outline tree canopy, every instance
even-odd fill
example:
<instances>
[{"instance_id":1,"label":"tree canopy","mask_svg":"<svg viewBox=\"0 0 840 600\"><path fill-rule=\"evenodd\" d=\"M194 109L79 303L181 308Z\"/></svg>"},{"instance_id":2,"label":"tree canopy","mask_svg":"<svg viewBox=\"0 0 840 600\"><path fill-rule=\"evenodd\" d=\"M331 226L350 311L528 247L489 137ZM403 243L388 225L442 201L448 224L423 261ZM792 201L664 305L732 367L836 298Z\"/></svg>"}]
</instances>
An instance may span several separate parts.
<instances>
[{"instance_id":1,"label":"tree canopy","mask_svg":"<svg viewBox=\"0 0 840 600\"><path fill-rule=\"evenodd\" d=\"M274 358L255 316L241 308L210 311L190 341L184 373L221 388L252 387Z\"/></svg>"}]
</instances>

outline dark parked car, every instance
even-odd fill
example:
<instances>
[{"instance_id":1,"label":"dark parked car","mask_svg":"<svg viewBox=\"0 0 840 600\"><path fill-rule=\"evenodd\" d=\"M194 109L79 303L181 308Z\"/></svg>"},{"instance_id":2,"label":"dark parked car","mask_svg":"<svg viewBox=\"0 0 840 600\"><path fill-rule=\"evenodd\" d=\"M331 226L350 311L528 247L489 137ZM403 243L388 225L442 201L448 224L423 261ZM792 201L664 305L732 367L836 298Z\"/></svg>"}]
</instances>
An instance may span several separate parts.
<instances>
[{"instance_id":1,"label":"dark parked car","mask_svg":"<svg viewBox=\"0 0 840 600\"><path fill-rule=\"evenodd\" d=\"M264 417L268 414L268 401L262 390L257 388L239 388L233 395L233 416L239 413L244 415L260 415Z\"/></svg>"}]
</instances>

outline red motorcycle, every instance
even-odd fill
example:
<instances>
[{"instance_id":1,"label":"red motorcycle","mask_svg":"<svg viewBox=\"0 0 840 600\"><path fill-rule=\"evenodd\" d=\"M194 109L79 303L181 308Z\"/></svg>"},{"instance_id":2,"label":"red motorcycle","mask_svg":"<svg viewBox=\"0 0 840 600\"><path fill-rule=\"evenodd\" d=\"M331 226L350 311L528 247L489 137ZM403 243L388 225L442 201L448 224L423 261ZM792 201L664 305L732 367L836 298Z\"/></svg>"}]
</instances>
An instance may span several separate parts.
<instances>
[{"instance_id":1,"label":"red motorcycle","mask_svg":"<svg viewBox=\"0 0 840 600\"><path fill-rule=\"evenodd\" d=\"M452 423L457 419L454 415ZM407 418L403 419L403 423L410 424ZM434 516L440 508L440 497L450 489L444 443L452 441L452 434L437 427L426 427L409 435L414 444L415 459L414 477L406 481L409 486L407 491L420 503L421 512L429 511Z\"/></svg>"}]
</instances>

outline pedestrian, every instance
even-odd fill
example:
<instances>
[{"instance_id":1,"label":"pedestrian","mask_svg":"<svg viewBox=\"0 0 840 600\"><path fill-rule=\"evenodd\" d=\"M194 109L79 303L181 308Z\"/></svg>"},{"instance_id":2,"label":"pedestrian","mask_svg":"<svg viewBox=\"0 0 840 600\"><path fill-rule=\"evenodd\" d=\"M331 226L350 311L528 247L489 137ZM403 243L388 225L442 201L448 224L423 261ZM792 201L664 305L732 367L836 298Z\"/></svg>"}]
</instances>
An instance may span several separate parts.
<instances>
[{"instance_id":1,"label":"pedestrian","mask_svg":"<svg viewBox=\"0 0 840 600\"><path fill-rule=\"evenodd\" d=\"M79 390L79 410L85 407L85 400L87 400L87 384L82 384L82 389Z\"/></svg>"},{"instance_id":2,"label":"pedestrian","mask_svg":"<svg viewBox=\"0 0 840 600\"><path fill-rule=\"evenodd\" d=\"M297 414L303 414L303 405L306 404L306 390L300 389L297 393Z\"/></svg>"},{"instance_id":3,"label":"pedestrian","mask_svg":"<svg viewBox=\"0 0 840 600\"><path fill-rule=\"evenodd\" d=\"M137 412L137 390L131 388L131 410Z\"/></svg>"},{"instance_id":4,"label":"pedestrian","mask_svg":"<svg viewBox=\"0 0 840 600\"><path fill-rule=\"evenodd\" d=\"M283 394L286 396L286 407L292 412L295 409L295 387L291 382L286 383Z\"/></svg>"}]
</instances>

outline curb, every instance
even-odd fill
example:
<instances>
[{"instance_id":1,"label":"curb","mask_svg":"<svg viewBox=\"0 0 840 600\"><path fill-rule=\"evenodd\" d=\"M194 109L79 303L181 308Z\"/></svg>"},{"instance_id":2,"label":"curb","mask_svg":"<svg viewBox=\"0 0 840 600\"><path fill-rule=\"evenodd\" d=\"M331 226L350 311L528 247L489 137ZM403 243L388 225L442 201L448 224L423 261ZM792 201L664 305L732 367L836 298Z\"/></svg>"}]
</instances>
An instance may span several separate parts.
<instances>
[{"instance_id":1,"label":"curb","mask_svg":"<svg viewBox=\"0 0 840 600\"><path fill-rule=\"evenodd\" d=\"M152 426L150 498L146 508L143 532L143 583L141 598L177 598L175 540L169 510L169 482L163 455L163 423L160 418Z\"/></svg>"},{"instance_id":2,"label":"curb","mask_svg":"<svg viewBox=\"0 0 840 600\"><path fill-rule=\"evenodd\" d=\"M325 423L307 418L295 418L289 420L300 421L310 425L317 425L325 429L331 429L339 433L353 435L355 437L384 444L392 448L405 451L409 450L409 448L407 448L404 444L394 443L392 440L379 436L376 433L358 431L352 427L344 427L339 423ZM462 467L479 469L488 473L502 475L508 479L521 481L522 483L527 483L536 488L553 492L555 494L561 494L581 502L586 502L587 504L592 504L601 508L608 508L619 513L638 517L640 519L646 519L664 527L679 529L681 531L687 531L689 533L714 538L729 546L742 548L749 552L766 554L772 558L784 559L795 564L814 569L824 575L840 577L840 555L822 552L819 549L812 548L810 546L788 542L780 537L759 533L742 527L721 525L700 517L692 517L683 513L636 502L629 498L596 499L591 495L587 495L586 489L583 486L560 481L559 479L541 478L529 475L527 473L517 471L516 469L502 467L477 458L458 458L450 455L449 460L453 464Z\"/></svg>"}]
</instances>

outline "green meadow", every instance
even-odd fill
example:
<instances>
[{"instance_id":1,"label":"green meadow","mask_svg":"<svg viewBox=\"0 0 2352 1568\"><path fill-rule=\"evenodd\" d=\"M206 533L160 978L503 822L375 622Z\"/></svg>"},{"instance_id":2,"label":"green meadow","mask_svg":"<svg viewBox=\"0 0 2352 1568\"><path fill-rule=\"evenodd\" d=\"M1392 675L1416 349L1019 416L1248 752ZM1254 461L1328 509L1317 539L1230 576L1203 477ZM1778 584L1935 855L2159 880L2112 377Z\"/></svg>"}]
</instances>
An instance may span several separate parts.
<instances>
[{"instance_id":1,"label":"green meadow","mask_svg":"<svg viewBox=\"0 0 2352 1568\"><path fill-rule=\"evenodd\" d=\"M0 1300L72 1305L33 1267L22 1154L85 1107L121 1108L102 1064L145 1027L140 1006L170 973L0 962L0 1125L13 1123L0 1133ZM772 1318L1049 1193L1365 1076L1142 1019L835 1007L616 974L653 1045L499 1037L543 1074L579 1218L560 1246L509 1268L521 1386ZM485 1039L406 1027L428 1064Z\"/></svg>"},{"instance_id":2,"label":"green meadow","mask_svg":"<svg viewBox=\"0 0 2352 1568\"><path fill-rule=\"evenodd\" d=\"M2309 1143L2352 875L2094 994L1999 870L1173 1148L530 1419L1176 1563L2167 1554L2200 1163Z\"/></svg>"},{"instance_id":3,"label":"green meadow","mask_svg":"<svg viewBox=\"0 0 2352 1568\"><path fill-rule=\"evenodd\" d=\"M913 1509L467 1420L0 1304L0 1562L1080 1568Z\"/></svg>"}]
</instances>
++++
**WHAT TO WORK ON:** Report how many lines of the entries above contain the word "outline", giving the number by itself.

**YOUR RESPONSE:** 6